> **PROMPT**
Copy out every line holding the string "white" from the records below.

Natural-language object grounding data:
=====
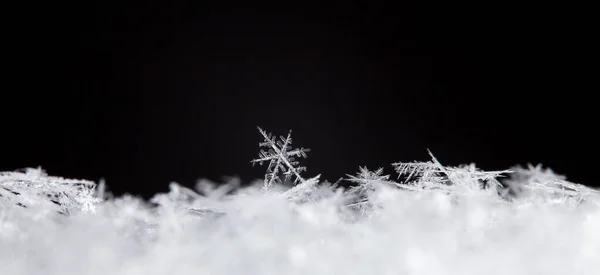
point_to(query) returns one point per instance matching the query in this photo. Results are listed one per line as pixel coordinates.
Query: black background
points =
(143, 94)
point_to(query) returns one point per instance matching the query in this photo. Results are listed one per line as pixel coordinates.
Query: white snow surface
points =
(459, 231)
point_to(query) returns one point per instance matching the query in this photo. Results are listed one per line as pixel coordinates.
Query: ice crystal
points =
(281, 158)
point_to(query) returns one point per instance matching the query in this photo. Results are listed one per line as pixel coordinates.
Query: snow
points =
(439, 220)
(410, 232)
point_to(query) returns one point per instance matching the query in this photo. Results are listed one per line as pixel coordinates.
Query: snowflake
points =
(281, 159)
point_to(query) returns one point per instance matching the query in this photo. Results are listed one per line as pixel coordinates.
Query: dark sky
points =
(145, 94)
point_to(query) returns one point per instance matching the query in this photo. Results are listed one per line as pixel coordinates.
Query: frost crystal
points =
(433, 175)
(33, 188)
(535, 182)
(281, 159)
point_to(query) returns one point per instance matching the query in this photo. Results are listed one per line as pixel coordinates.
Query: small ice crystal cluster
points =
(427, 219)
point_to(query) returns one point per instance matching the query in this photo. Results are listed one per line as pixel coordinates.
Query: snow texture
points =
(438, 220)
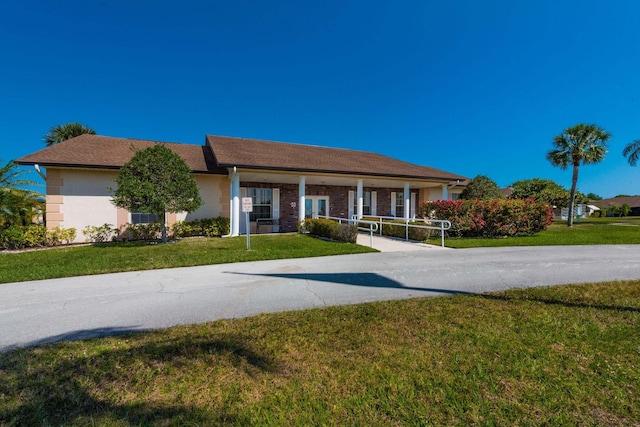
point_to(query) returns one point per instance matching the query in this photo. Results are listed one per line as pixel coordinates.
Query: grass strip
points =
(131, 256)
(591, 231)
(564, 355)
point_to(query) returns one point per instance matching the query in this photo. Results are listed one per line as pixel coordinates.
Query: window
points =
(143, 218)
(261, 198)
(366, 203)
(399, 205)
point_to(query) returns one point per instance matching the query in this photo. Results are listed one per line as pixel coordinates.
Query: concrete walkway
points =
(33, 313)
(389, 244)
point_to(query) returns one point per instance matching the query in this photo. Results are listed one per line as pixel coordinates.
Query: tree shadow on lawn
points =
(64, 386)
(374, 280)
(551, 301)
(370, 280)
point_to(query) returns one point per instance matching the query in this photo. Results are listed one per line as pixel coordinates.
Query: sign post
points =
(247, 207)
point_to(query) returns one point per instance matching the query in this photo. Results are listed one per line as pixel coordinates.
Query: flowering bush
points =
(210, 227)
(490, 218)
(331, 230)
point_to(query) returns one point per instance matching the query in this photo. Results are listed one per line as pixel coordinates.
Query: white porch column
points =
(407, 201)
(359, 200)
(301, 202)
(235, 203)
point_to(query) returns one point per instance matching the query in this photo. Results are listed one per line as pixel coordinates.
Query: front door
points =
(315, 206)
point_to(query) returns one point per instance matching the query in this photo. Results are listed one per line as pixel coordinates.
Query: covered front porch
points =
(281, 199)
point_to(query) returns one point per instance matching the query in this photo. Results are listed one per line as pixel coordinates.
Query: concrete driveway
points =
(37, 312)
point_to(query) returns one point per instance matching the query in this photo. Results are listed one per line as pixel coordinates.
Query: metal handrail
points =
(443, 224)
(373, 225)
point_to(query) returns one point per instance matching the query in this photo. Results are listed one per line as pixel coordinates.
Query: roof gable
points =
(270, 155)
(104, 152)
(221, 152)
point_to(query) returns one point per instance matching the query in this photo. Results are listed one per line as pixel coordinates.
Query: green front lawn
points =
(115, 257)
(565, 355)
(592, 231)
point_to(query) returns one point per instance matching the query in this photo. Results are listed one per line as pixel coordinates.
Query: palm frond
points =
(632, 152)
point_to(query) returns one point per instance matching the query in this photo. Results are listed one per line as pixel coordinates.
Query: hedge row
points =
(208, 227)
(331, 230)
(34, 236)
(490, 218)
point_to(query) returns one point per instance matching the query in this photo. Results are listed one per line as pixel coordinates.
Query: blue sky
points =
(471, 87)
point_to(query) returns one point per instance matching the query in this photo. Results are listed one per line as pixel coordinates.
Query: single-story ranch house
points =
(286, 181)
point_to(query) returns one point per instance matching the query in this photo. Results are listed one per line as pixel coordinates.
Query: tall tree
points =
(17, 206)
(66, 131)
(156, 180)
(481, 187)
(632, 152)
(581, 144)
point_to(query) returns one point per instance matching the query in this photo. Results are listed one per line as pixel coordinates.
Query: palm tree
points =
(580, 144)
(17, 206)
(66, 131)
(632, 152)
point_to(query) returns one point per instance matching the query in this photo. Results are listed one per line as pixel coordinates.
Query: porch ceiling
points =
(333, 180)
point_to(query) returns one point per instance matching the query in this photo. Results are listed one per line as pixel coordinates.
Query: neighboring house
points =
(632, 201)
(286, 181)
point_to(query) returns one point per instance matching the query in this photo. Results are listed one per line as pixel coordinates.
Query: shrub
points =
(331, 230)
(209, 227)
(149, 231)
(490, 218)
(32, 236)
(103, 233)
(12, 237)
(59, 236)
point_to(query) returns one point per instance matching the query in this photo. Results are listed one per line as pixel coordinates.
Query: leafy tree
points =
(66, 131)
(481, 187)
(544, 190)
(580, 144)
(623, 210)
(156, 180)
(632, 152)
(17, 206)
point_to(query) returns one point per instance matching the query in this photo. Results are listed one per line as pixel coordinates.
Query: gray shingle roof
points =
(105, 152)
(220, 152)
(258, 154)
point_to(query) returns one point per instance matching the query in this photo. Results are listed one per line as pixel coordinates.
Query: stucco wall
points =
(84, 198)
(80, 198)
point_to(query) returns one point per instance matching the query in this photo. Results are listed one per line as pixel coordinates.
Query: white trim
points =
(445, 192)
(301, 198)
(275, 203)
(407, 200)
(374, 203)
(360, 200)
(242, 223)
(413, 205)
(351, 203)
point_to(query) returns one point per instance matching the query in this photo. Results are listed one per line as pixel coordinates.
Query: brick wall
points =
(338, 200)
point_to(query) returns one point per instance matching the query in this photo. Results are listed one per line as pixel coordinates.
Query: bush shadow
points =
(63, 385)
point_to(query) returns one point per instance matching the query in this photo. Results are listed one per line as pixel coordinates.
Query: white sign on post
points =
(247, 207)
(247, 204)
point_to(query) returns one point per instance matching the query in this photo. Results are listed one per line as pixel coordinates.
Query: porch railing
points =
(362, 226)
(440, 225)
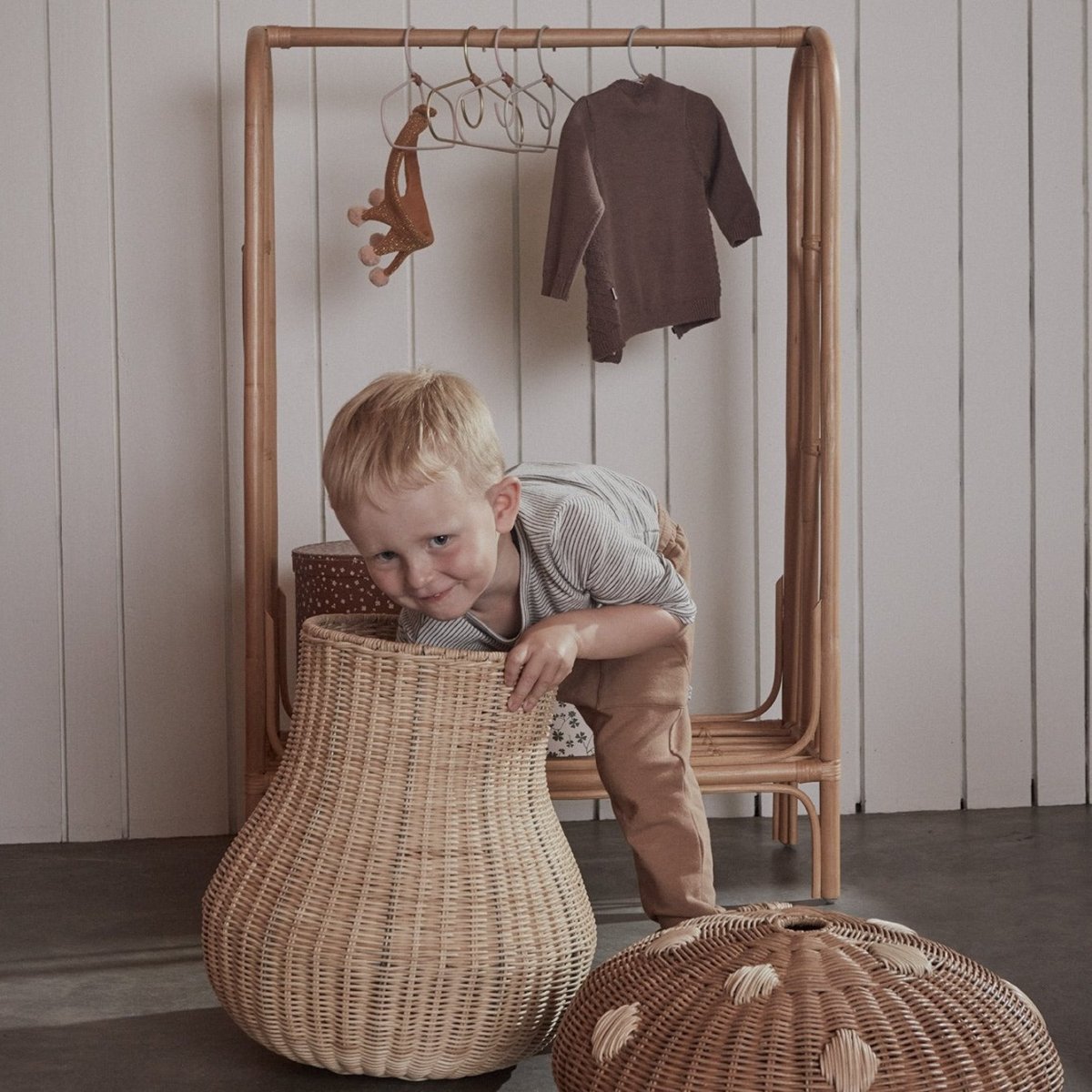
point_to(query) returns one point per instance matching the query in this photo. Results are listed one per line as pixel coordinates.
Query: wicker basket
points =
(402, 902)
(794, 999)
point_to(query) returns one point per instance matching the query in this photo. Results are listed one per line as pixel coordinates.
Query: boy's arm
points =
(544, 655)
=====
> **ANSWER SPACE**
Query: white snow surface
Query: white porch column
Query: white trim
Query: white sign on post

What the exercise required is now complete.